Annotation dataset entries
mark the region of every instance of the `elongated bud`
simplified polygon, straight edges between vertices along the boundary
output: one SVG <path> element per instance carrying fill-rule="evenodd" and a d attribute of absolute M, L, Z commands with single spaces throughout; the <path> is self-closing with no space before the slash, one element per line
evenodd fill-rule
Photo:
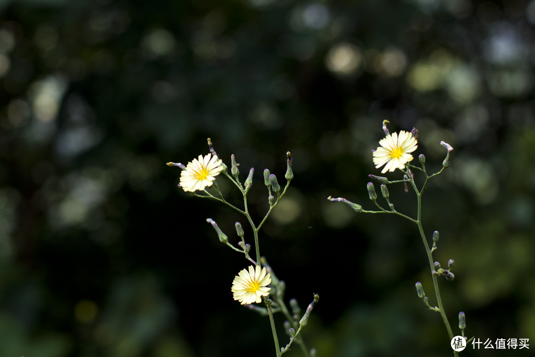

# TASK DETAILS:
Gather every line of the entries above that contains the word "instance", treating uppercase and lowercase letters as distinct.

# TASK RESULT:
mark the region of every instance of the `elongated bud`
output: one SVG <path> element per instance carrying fill-rule="evenodd" and a d attribute of absolute M, L, Z commands with single spaces throughout; the <path> is self-closing with no space before the slash, one element per line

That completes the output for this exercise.